#### AIM OF THE EXERCISE:
The full set of entries is to be returned word for word.

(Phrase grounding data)
*** Block opens ***
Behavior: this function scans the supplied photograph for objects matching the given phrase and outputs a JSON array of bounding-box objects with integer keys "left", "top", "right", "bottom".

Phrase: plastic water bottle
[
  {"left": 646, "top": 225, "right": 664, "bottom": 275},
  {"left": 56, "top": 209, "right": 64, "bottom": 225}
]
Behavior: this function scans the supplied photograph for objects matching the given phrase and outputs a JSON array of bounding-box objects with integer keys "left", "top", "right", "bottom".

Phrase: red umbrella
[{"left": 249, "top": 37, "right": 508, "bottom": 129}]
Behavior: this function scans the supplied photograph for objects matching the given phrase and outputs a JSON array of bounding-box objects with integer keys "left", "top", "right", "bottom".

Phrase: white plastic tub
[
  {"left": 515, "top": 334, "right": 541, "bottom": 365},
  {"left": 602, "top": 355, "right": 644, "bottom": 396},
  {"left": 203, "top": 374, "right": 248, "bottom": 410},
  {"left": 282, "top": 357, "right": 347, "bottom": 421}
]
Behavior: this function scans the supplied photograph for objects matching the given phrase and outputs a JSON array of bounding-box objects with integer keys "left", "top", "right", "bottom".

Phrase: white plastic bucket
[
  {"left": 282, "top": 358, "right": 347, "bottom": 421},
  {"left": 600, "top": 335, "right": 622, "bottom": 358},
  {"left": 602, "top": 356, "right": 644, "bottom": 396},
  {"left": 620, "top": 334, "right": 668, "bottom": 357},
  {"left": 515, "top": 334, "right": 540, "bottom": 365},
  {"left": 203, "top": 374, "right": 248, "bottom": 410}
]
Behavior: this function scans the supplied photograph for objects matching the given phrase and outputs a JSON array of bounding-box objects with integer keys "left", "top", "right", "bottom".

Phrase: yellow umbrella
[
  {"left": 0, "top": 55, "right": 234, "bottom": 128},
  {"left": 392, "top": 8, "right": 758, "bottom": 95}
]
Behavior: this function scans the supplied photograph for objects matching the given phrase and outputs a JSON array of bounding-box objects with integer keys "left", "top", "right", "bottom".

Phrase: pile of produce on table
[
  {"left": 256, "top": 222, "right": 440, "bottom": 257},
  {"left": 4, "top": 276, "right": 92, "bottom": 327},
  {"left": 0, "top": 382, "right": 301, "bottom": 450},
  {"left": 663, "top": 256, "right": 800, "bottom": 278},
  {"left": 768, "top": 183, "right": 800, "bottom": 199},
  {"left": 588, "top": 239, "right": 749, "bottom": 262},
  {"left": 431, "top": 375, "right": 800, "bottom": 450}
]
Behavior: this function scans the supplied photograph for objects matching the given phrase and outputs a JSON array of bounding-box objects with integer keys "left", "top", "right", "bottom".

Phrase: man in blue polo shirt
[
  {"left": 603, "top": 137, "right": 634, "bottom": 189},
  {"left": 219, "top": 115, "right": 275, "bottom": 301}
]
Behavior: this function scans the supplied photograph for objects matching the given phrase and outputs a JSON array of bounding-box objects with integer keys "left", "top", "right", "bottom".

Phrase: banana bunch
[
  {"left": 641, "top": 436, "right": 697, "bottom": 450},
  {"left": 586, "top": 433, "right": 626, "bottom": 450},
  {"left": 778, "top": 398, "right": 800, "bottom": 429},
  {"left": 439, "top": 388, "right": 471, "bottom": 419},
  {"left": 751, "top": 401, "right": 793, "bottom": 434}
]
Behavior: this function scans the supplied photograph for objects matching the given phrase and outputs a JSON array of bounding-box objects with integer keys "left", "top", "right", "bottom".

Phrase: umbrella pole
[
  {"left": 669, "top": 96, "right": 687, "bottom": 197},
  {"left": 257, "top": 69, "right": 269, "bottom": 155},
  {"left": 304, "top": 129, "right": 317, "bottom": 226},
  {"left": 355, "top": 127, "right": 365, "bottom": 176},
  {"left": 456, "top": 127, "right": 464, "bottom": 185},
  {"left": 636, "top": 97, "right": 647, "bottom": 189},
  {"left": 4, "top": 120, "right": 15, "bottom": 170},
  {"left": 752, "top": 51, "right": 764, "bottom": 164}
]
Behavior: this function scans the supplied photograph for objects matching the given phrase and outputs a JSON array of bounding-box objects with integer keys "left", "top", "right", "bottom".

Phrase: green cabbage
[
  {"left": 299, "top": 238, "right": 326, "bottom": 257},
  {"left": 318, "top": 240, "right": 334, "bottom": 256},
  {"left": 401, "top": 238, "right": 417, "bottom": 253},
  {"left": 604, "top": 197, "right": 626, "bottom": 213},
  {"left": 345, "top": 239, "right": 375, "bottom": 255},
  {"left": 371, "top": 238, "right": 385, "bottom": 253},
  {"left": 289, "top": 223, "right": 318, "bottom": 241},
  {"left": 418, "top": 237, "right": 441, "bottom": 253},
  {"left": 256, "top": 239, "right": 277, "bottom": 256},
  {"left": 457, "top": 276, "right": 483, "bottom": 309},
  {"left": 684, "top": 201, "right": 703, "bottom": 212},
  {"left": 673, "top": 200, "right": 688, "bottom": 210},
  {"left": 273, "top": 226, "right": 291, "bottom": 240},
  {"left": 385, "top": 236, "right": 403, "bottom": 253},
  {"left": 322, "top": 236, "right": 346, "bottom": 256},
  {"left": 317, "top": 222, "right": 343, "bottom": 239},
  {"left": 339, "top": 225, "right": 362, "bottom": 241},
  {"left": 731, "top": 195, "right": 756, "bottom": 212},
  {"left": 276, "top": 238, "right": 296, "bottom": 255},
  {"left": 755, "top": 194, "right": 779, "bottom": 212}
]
*** Block closes ***
#### REPLY TO THE EXERCISE:
Behavior: this function scans the supplied photograph for objects matching the given phrase and outputs a JSON array of bounding-box objects with integer keys "left", "top", "right", "bottom".

Phrase: plastic water bottle
[
  {"left": 646, "top": 225, "right": 664, "bottom": 275},
  {"left": 56, "top": 209, "right": 64, "bottom": 225}
]
Behavior: this function scans the supplied photograph for objects matching the given phrase and outputs a JSON array of bounding-box objects with integer keys "left", "top", "right", "bottom".

Phrase: red umbrella
[{"left": 249, "top": 37, "right": 508, "bottom": 129}]
Behavior: this function scans the supplied photograph for objects matching the given phrase and outputs a JSON array of bounding-box objects with integer keys "left", "top", "right", "bottom".

Phrase: white plastic tub
[
  {"left": 515, "top": 334, "right": 541, "bottom": 365},
  {"left": 602, "top": 355, "right": 644, "bottom": 396},
  {"left": 203, "top": 374, "right": 248, "bottom": 410},
  {"left": 282, "top": 357, "right": 347, "bottom": 421}
]
Behavior: this function scans the supplied photograph for objects matching the given phrase and outputs a JSON array of bounding-box objects with integer keys "left", "top", "right", "bottom".

Phrase: white plastic bucket
[
  {"left": 282, "top": 358, "right": 347, "bottom": 421},
  {"left": 600, "top": 335, "right": 622, "bottom": 358},
  {"left": 602, "top": 356, "right": 644, "bottom": 396},
  {"left": 620, "top": 334, "right": 668, "bottom": 357},
  {"left": 515, "top": 334, "right": 540, "bottom": 365},
  {"left": 203, "top": 374, "right": 248, "bottom": 410}
]
Behavior: this function scans the supplied photograph for objects matching the given phrase and outputs a JSON array of bounding-box objects with integer keys "left", "top", "right", "bottom".

Phrase: yellow umbrella
[
  {"left": 0, "top": 55, "right": 234, "bottom": 128},
  {"left": 392, "top": 8, "right": 758, "bottom": 95}
]
Behavior: this function scans the supplied photograph for objects matching the given phrase and outputs a JSON array of bounding-box objects with integer keys "left", "top", "right", "bottom".

Phrase: pile of produce on table
[
  {"left": 256, "top": 222, "right": 440, "bottom": 257},
  {"left": 4, "top": 276, "right": 92, "bottom": 327},
  {"left": 0, "top": 382, "right": 301, "bottom": 450},
  {"left": 663, "top": 256, "right": 800, "bottom": 278},
  {"left": 768, "top": 183, "right": 800, "bottom": 199},
  {"left": 588, "top": 239, "right": 749, "bottom": 262},
  {"left": 431, "top": 375, "right": 800, "bottom": 450}
]
Behavior: this function scans the supplied photograph for objects matching the given phrase and outputs a JSON array of bounding-box objects with integer keys "left", "top", "right", "bottom".

Phrase: man in blue polo shirt
[
  {"left": 603, "top": 137, "right": 634, "bottom": 189},
  {"left": 219, "top": 115, "right": 275, "bottom": 301}
]
Behavior: this function scans the supplied photograph for objects matching the given phrase and outputs a JSON array of bounding-box objects with integer keys "left", "top", "right", "bottom".

Phrase: banana bunch
[
  {"left": 641, "top": 436, "right": 697, "bottom": 450},
  {"left": 586, "top": 433, "right": 626, "bottom": 450},
  {"left": 778, "top": 398, "right": 800, "bottom": 429},
  {"left": 439, "top": 388, "right": 471, "bottom": 419},
  {"left": 751, "top": 401, "right": 793, "bottom": 434}
]
Behavior: this function scans the supplied photograph for objects matching the given phrase and outputs a JSON array of bounding-box objects with integer keys "left", "top", "right", "bottom".

Phrase: umbrella pole
[
  {"left": 669, "top": 96, "right": 687, "bottom": 197},
  {"left": 257, "top": 69, "right": 269, "bottom": 155},
  {"left": 304, "top": 129, "right": 317, "bottom": 226},
  {"left": 355, "top": 127, "right": 365, "bottom": 176},
  {"left": 456, "top": 127, "right": 464, "bottom": 185},
  {"left": 636, "top": 97, "right": 647, "bottom": 189},
  {"left": 4, "top": 120, "right": 15, "bottom": 170},
  {"left": 752, "top": 51, "right": 764, "bottom": 164}
]
Behavior: this function scans the supplied photograph for objects matching the given phrase and outputs a JSON array of bounding-box objects with integer keys "left", "top", "right", "bottom".

Phrase: green cabbage
[
  {"left": 299, "top": 238, "right": 326, "bottom": 257},
  {"left": 318, "top": 240, "right": 334, "bottom": 256},
  {"left": 401, "top": 238, "right": 417, "bottom": 253},
  {"left": 604, "top": 197, "right": 626, "bottom": 213},
  {"left": 345, "top": 239, "right": 375, "bottom": 255},
  {"left": 371, "top": 238, "right": 385, "bottom": 253},
  {"left": 289, "top": 223, "right": 318, "bottom": 241},
  {"left": 418, "top": 237, "right": 441, "bottom": 253},
  {"left": 256, "top": 239, "right": 277, "bottom": 256},
  {"left": 457, "top": 276, "right": 483, "bottom": 309},
  {"left": 684, "top": 201, "right": 703, "bottom": 212},
  {"left": 673, "top": 200, "right": 688, "bottom": 210},
  {"left": 273, "top": 226, "right": 291, "bottom": 240},
  {"left": 385, "top": 236, "right": 403, "bottom": 253},
  {"left": 322, "top": 236, "right": 346, "bottom": 256},
  {"left": 317, "top": 222, "right": 343, "bottom": 239},
  {"left": 339, "top": 225, "right": 362, "bottom": 241},
  {"left": 731, "top": 195, "right": 756, "bottom": 212},
  {"left": 276, "top": 238, "right": 296, "bottom": 255},
  {"left": 755, "top": 194, "right": 779, "bottom": 212}
]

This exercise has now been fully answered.